• [What to work on]: Copy the records below exactly as they stand. Leave out the pictures.

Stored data
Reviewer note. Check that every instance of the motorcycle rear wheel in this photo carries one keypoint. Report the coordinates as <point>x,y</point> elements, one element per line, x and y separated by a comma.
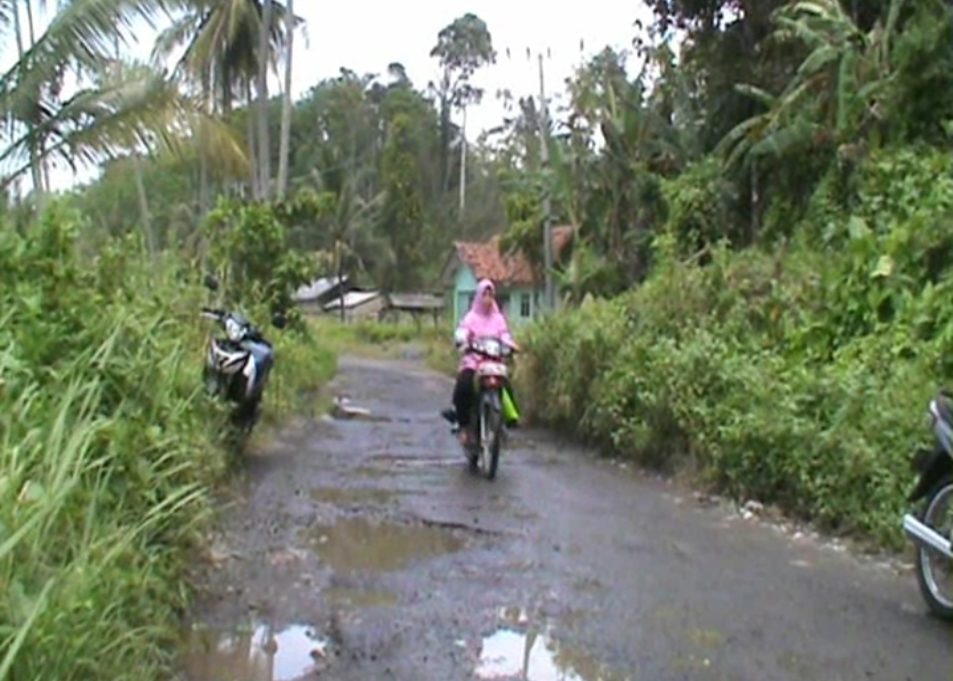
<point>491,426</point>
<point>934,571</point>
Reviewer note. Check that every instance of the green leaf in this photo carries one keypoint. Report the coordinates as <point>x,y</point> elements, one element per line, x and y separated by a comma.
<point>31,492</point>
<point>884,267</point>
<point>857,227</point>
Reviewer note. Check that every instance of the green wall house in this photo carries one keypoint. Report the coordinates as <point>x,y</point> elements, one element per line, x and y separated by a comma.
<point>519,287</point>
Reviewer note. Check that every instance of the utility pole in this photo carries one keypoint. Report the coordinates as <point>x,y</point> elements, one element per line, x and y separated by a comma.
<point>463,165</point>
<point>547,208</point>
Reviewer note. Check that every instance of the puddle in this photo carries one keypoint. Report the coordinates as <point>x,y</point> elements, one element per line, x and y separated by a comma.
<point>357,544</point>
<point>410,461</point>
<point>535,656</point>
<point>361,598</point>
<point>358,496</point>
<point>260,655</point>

• [Solution to the problem]:
Reviewer note. Check that every instance of the motorcycle rear wheel in this photo carries one keypoint. Report the coordinates as <point>x,y</point> elements, one element per line, x and y separated by a comma.
<point>491,426</point>
<point>934,571</point>
Reviewer note. Check that every instance of the green leaf in this photo carries one keypoint. Report the coordinates as <point>x,y</point> elements, one element per line, x and y separated by a comma.
<point>31,492</point>
<point>884,267</point>
<point>857,227</point>
Reviewer note. Check that every instance of the green wall house in this photo carries one keypoint. Report the coordinates as <point>x,y</point> elements, one element per line, x and y separated by a comma.
<point>519,287</point>
Reviewer note. Check that every instance of the utility pole in this photo carries one keypoint. Report the coordinates as <point>x,y</point> elements, one element per line, x and y separated by a comma.
<point>463,165</point>
<point>547,208</point>
Reviewer note. Check that every instance of the puddle in this photo carries one keypoint. Report the coordinates as <point>x,y</point> elements, one element per line, x and y separated by a comma.
<point>357,544</point>
<point>410,461</point>
<point>535,656</point>
<point>361,598</point>
<point>358,496</point>
<point>260,655</point>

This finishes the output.